>>>

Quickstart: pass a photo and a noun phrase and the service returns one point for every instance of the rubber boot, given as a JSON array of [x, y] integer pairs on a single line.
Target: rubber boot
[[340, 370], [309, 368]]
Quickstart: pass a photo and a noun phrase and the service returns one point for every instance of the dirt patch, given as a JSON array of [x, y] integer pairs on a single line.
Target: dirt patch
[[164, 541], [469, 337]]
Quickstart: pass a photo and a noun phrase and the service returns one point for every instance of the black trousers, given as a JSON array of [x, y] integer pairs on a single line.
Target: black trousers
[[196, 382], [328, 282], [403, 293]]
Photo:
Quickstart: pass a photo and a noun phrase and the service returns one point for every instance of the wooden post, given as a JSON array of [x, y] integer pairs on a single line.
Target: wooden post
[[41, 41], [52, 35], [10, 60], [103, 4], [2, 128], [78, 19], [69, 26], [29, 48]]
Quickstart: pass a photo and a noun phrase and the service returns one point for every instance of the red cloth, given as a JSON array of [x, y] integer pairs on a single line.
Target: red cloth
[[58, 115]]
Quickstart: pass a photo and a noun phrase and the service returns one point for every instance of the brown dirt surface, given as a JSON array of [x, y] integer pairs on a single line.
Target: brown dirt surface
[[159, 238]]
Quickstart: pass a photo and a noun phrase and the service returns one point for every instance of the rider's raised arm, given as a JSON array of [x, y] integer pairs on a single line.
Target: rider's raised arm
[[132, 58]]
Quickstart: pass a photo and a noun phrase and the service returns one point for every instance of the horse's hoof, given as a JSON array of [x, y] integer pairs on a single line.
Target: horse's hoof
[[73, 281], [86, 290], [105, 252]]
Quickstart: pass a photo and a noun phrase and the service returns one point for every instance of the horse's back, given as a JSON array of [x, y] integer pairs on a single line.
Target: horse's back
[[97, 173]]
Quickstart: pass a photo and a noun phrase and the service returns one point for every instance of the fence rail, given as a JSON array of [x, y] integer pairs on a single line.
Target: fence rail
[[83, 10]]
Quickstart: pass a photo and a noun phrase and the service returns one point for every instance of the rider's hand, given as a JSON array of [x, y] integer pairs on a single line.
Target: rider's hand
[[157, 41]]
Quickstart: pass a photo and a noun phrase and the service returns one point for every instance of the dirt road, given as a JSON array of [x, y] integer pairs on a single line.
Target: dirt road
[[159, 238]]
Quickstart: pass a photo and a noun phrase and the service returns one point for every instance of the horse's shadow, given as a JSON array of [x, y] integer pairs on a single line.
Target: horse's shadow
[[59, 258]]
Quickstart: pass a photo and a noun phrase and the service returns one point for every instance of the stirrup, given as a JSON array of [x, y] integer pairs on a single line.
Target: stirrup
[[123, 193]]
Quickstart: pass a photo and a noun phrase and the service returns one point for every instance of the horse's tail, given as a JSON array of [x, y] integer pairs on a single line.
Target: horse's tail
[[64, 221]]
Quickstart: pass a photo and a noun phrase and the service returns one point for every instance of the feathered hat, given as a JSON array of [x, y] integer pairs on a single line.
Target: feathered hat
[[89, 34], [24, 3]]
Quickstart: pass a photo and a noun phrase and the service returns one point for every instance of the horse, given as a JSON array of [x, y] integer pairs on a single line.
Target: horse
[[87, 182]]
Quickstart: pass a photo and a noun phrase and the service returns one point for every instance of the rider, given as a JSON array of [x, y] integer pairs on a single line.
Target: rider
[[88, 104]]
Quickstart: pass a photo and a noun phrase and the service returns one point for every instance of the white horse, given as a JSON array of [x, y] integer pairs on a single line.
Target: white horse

<<<

ASSIGNED TASK -> Copy out the material above in full so that every line matches the original.

RESULT ->
Quickstart: pass a photo and a noun phrase and the service returns one point for every instance of the rubber boot, given as a JSON array of [x, y] integer pairs on a single line.
Target: rubber boot
[[340, 370], [309, 368]]
Quickstart: pass a photo and a noun phrase and the service returns one point for every instance of the dirt patch, given as a JSON array of [x, y] integer pairs on a single line.
Target: dirt patch
[[164, 541], [469, 337]]
Quickstart: pass a photo and a noun phrase and the service returns one point for every instance of the black trousers, given as a JSON array of [x, y] integer pairs on a single line.
Target: black trousers
[[196, 382], [328, 282], [403, 293]]
Photo:
Quickstart: pass a photo and a noun phrase and the service returns one point for every instance of the wooden post, given as a JSON array of [x, y] integer pairs on a single line.
Target: wooden post
[[41, 41], [52, 35], [10, 60], [103, 4], [2, 128], [78, 19], [69, 26], [29, 48]]
Quickstart: pass a photo and a noun phrase and the service returns one point for every instance of the red cloth, given as a JSON array of [x, y] integer pairs on a single line.
Target: red cloth
[[58, 115]]
Quickstart: pass a photo and a noun phrase and the service returns one point for every instance of the brown dirt surface, given as a JSON array of [x, y] integer pairs on a single line.
Target: brown dirt surface
[[159, 238]]
Quickstart: pass a photo and a noun phrase and the service returns one point for every instance of the rider's raised arm, given as a JSON array of [x, y] integer pairs on a single line.
Target: rider's raised arm
[[132, 58]]
Quickstart: pass a photo and a noun phrase and the service returns one point for every instance of the horse's hoof, given as a JSON array of [x, y] integer pairs on a single line.
Target: horse's hoof
[[73, 281], [86, 290], [105, 252]]
Quickstart: pass a photo and a noun phrase and the service returns one point for every instance of the horse's back, given as a JSON array of [x, y] integer pairs on a single line.
Target: horse's back
[[97, 173]]
Quickstart: pass a photo and a noun phrase and the service returns one point for every instance of the fence rail, given as a JSON array of [x, y] integer pairs on a single line.
Target: fence rail
[[83, 10]]
Quickstart: pass a photo and a noun phrase and the service returns one point for every instance of the rider's hand, given as a JSON array of [x, y] integer pairs on a single line.
Target: rider's hand
[[157, 41]]
Quickstart: pass a photo and a noun phrase and the service returns one point for every instance of the dirt road, given as a JSON array of [x, y] integer pairs on a single line.
Target: dirt road
[[159, 238]]
Quickstart: pass a photo and a noun phrase and the service returns one point for every instance of the horse's shadow, given as a JSON array of [x, y] integer pairs on a single line.
Target: horse's shadow
[[59, 258]]
Quickstart: pass a photo and a noun phrase and the service returns one point for every instance of the stirrup, given as a JSON array of [x, y] integer pairs on a single line.
Target: stirrup
[[123, 193]]
Quickstart: pass a photo and a noun phrase and the service returns one point for every instance of the horse's tail, given as a JSON array of [x, y] integer pairs on a single line.
Target: horse's tail
[[64, 221]]
Quickstart: pass a photo and a noun phrase and the service returns one point for every instance of the feathered hat, given as a JSON array of [x, y] integer pairs on a single line.
Target: feathered hat
[[89, 34], [24, 3]]
Quickstart: pass a photo and a noun phrase and the service returns one point for every instance of the horse, given as a JSON array of [x, y] integer pairs on a single line.
Target: horse
[[87, 182]]
Quickstart: pass a photo and a noun phrase and the service returns one point for every instance of the rider, given as a JSON array of [x, y] integer pairs on a single line.
Target: rider
[[88, 104]]
Quickstart: pass a photo and a noun phrase and the service returns one point for every instance of the white horse, given as a JSON array of [x, y] integer pairs on a single line.
Target: white horse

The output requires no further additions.